◆ **Задание**
Отредактируйте все записи, заменив «balcony» на «window» и оставив остальной текст без изменений. Изображения в ответ не включайте.
═══ Записи данных
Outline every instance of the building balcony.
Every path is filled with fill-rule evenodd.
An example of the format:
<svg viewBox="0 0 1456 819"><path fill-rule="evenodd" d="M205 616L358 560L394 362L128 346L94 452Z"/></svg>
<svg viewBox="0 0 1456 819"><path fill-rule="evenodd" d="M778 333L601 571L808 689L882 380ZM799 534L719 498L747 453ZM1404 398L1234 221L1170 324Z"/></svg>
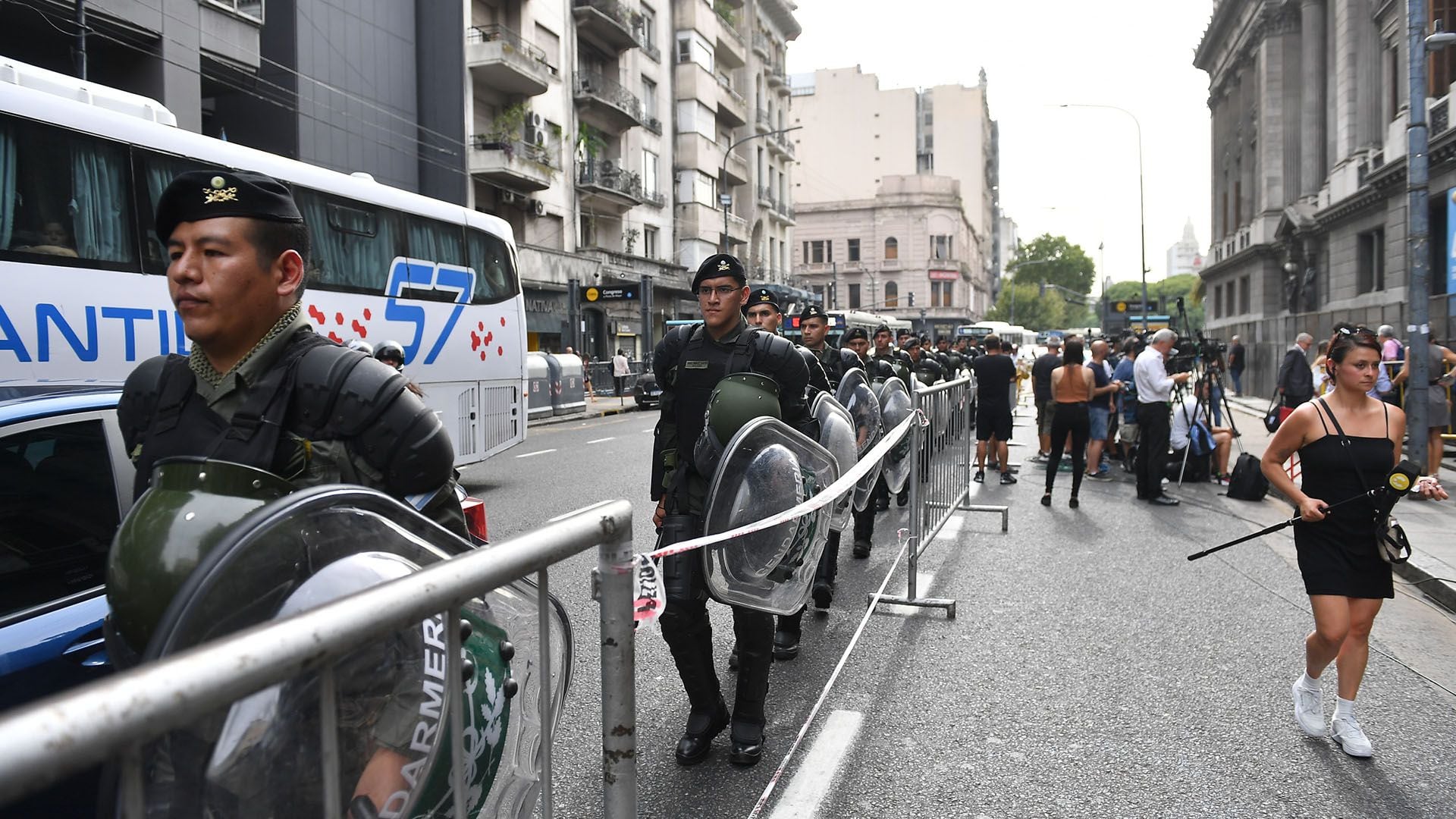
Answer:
══════
◆ **Ответ**
Outline every instance of the building window.
Every path is filled with fill-rule evenodd.
An example of the format:
<svg viewBox="0 0 1456 819"><path fill-rule="evenodd" d="M205 616L358 560L394 362L128 346L94 452Z"/></svg>
<svg viewBox="0 0 1456 819"><path fill-rule="evenodd" d="M778 333L601 571L808 689L882 380ZM799 534L719 498L747 453ZM1404 398L1234 221L1170 324Z"/></svg>
Answer:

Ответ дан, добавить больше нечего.